Verilen yazı =>
——

SÖYLEŞİ
Giriş Tarihi : 26-07-2023 13:41   Güncelleme : 26-07-2023 15:36

Unutamadığım Kokular / Galip Duman

Yazan: Galip Duman -UNUTAMADIĞIM KOKULAR

Unutamadığım Kokular / Galip Duman

UNUTAMADIĞIM KOKULAR

Eminim ki sizin de hayatınızda unutamadığınız kokular vardır. İşte benim hiç unutamadığım korkulardan bir demet. Öncelik sıralaması yapmayacağım. Çünkü hepsi unutulmazlardan. Hepsi öncelikli.

* Rahmetli babannemin çeyiz sandığını açtığında içerisinden gelen "Ayva" kokusu.
* Rahmetli annemin köyde iken güvelenme olmasın diye sandığına koyduğu "Çıra" kokusu.
* Yağmur yağdıktan sonra veya tarla sürüldükten sonra gelen "Toprak" kokusu.
* Köyümüzün yamaçlarında top top yetişen ve yaklaşık yetmiş-seksen santim boyunda olan "Yavşan" otu kokusu.
* Gözelerin ayağında bol bol bulunan ve su içmek için pipet gibi kullandığımız "Nilüfer" kokusu.
* Ve yine gözelerin ayaklarında ve sulak çayırlarda yetişen "Tere" kokusu.

——

Veriler =>
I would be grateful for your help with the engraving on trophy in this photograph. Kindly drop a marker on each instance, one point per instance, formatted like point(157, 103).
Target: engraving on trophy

——

Yapılacaklar =>
1: Kokular üzerine yazıya göre şu soruları cevaplayın:
(a) Anne, köydeyken sandığına çırayı neden koymuş?
(b) Yavşan otu yaklaşık kaç santim boyunda?
(c) Nilüfer ne için pipet gibi kullanılmış?
2: Kokular üzerine yazıda tırnak içinde adı geçen bütün kokuları sıralayın.
3: Kokular üzerine yazıda "Eminim ki sizin" ile "unutulmazlardan. Hepsi öncelikli." arasındaki bölümü aynen aktarın. Bu iki ifade de bölüme dahildir.
Cevap verirken yalnızca yazıdaki bilgileri kullanın.

Cevaplar =>
1:
(a) Güvelenme olmasın diye.
(b) Yaklaşık yetmiş-seksen santim.
(c) Su içmek için.

2: Ayva, Çıra, Toprak, Yavşan, Nilüfer, Tere

3:
Eminim ki sizin de hayatınızda unutamadığınız kokular vardır. İşte benim hiç unutamadığım korkulardan bir demet. Öncelik sıralaması yapmayacağım. Çünkü hepsi unutulmazlardan. Hepsi öncelikli.